EXERCISE:
Reproduce the data below word for word, with every line unchanged.
Start of MATERIALS PROVIDED
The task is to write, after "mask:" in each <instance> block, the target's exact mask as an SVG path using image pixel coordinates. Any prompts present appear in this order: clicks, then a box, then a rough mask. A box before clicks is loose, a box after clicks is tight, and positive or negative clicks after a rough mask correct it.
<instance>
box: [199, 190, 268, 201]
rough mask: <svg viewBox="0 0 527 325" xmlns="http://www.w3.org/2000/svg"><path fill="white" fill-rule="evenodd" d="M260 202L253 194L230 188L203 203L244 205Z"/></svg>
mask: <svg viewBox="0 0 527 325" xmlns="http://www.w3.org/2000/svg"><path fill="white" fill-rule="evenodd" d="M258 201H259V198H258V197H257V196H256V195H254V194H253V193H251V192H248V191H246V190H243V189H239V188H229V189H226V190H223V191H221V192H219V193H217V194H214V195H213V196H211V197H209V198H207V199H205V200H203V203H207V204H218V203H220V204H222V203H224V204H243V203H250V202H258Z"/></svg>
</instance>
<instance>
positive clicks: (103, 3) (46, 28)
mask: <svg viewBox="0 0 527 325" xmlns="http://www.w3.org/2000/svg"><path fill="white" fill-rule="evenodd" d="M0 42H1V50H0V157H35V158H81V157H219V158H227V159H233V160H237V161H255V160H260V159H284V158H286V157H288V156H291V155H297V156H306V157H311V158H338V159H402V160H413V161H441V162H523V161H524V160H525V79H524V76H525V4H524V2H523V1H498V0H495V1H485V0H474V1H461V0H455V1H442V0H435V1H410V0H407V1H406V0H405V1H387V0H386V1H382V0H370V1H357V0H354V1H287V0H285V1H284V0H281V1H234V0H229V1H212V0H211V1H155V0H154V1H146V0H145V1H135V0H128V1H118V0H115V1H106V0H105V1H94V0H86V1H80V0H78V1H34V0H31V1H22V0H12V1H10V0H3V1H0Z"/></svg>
End of MATERIALS PROVIDED
ANSWER SPACE:
The task is to write, after "mask:" in each <instance> block, the target's exact mask as an SVG path using image pixel coordinates. Any prompts present appear in this order: clicks, then a box, then a rough mask. A box before clicks is loose, a box after clicks is tight, and positive or negative clicks after a rough mask correct it.
<instance>
box: [199, 190, 268, 201]
rough mask: <svg viewBox="0 0 527 325" xmlns="http://www.w3.org/2000/svg"><path fill="white" fill-rule="evenodd" d="M260 202L253 194L230 188L203 203L244 205Z"/></svg>
mask: <svg viewBox="0 0 527 325" xmlns="http://www.w3.org/2000/svg"><path fill="white" fill-rule="evenodd" d="M258 201H259V198H258V197H257V196H256V195H254V194H253V193H251V192H248V191H246V190H243V189H239V188H229V189H226V190H223V191H221V192H219V193H217V194H214V195H213V196H211V197H209V198H207V199H205V200H203V203H207V204H218V203H220V204H222V203H224V204H243V203H250V202H258Z"/></svg>
</instance>
<instance>
positive clicks: (103, 3) (46, 28)
mask: <svg viewBox="0 0 527 325" xmlns="http://www.w3.org/2000/svg"><path fill="white" fill-rule="evenodd" d="M0 42H1V50H0V157H35V158H81V157H219V158H227V159H233V160H237V161H255V160H260V159H284V158H286V157H288V156H291V155H297V156H306V157H311V158H338V159H402V160H413V161H441V162H523V161H524V160H525V79H524V76H525V4H524V2H523V1H498V0H495V1H485V0H474V1H461V0H455V1H442V0H435V1H410V0H407V1H406V0H405V1H387V0H386V1H382V0H370V1H357V0H354V1H287V0H285V1H284V0H281V1H234V0H229V1H212V0H211V1H155V0H154V1H146V0H145V1H135V0H128V1H118V0H115V1H106V0H105V1H94V0H86V1H80V0H78V1H34V0H31V1H22V0H12V1H10V0H3V1H0Z"/></svg>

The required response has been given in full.